Tomato

Tomato

Latin name: Lycopersicon esculentum
Uses: fruit/vegetable, sauces/condiments 

What are tomatoes?

A tomato is the edible fruit of the tomato plant, usually with glossy red, orange, or yellow skin. (Though there are also white, green, pink, brown, and purple varieties). Tomatoes are botanically a berry, but most people consider them a vegetable. There are thousands of tomato varieties, ranging in shape from ordinary spheres to pear, plum, or even heart-shaped. 

Size-wise, they vary from tiny cherry tomatoes to hulking behemoths weighing several pounds apiece. You’ll sometimes see interesting “heirloom” varieties that are deeply lobed or with unusual streaks and stripes on the skin, and new varieties are always being developed.

Why are tomatoes healthy?

Tomatoes are a fine source of vitamin C and dietary fiber, but otherwise they’re mostly water. They do contain other bioactive compounds and antioxidants such as lycopene, a carotenoid that gives tomatoes their red color. In the 2000s, claims of lycopene’s antioxidant and cancer-fighting properties began swirling around (especially in advertising for dietary supplements) but the FDA concluded that there’s not enough credible evidence yet in human studies to support claims that it reduced cancer.

Newer research shows promising results for lycopene in protecting against prostate cancer. But more research is needed to prove its potential anti-cancerous properties. However, eating more lycopene is beneficial for our health because it helps reduce oxidative stress and inflammation.

Cooking tomatoes or eating sun-dried tomatoes helps activate their lycopene bioavailability more than raw.

What do tomatoes taste like?

## [REQUIRED WORK]
A) Answer these questions from the text on tomatoes:
(i) What Latin name does it give for the tomato?
(ii) Which compound gives tomatoes their red color?
(iii) Against which cancer does newer research show promising results for lycopene?
B) Return the stretch of the text on tomatoes from "Newer research shows" through "more than raw.", copied word for word.
These records come from a different source than the text above.

[Stored items from a collection]
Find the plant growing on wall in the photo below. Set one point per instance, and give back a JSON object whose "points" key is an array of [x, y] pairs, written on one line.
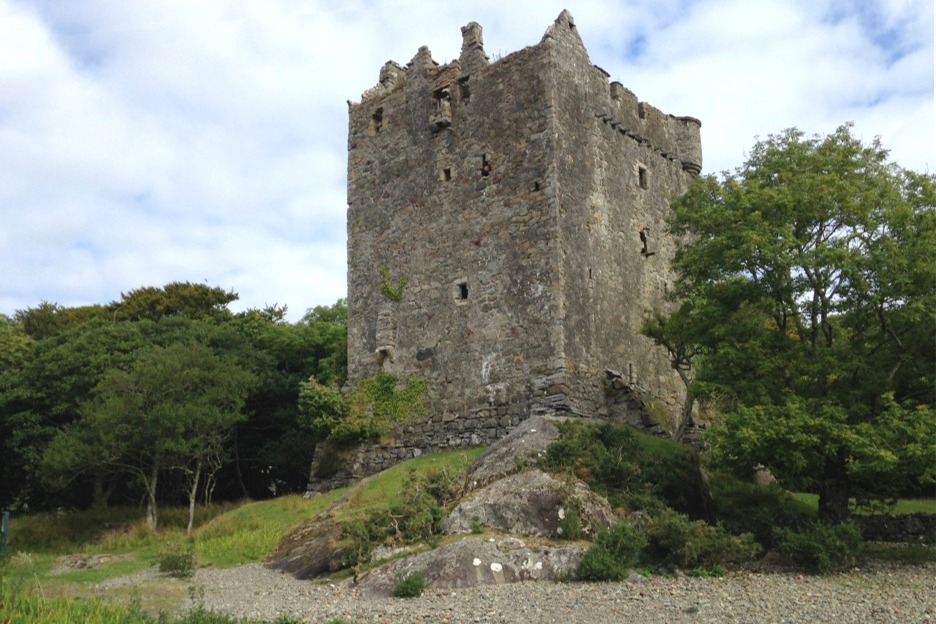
{"points": [[373, 408], [393, 293]]}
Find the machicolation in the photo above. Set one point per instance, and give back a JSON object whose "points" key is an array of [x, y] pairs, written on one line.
{"points": [[506, 234]]}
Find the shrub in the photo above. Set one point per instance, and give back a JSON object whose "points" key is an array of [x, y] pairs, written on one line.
{"points": [[613, 554], [409, 585], [630, 468], [749, 508], [676, 541], [176, 561], [821, 547], [598, 564]]}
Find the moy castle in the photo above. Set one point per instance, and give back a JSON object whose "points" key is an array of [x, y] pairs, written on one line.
{"points": [[506, 234]]}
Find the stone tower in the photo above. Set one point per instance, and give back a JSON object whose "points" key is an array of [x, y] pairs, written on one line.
{"points": [[506, 235]]}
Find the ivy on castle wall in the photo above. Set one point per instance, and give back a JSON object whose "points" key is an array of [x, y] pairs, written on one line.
{"points": [[393, 293]]}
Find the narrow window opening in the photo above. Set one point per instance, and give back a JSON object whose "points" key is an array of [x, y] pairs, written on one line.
{"points": [[464, 89], [442, 117], [645, 242]]}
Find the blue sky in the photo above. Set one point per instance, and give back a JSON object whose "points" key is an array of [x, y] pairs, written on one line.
{"points": [[154, 141]]}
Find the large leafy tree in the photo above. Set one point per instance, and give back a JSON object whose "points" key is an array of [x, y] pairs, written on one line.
{"points": [[174, 409], [807, 286]]}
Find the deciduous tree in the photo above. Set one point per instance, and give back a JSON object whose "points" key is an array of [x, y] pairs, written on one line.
{"points": [[808, 280]]}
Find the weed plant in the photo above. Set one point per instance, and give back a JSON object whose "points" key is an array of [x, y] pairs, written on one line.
{"points": [[821, 547], [409, 585]]}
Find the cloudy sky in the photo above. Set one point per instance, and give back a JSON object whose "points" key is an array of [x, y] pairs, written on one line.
{"points": [[150, 141]]}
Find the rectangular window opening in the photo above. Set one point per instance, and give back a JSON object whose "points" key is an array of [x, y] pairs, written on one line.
{"points": [[464, 89]]}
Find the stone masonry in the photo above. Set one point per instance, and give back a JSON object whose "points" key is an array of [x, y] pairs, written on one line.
{"points": [[506, 234]]}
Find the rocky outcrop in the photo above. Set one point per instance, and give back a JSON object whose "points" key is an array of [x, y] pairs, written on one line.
{"points": [[476, 561], [519, 449], [531, 503], [311, 551]]}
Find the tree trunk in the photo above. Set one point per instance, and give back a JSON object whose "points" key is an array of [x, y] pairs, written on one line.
{"points": [[193, 494], [237, 472], [150, 485], [834, 489], [100, 495]]}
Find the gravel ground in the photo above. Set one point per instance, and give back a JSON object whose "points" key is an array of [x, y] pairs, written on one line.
{"points": [[878, 593]]}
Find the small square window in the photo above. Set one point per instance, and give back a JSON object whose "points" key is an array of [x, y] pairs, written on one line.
{"points": [[460, 292], [464, 89]]}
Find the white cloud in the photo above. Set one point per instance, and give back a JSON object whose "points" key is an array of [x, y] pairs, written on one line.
{"points": [[162, 140]]}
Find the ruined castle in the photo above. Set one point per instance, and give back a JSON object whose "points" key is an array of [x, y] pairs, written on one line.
{"points": [[506, 234]]}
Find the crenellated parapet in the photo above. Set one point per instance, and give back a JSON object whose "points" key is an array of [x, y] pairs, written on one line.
{"points": [[675, 138]]}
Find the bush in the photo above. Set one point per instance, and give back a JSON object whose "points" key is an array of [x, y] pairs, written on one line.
{"points": [[613, 554], [409, 585], [176, 561], [630, 468], [821, 547], [749, 508], [676, 541]]}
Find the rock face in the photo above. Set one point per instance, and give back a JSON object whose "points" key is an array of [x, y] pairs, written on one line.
{"points": [[475, 561], [519, 449], [531, 503], [311, 551]]}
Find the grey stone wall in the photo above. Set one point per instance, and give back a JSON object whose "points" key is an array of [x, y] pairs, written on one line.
{"points": [[495, 215]]}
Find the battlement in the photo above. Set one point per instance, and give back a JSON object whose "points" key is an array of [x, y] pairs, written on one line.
{"points": [[518, 209], [676, 138]]}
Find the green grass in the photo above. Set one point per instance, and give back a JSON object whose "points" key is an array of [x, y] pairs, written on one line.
{"points": [[34, 588], [903, 506], [383, 489]]}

## [ANSWERS TO THE EXERCISE]
A)
(i) Lycopersicon esculentum
(ii) Lycopene
(iii) Prostate cancer

B)
Newer research shows promising results for lycopene in protecting against prostate cancer. But more research is needed to prove its potential anti-cancerous properties. However, eating more lycopene is beneficial for our health because it helps reduce oxidative stress and inflammation.

Cooking tomatoes or eating sun-dried tomatoes helps activate their lycopene bioavailability more than raw.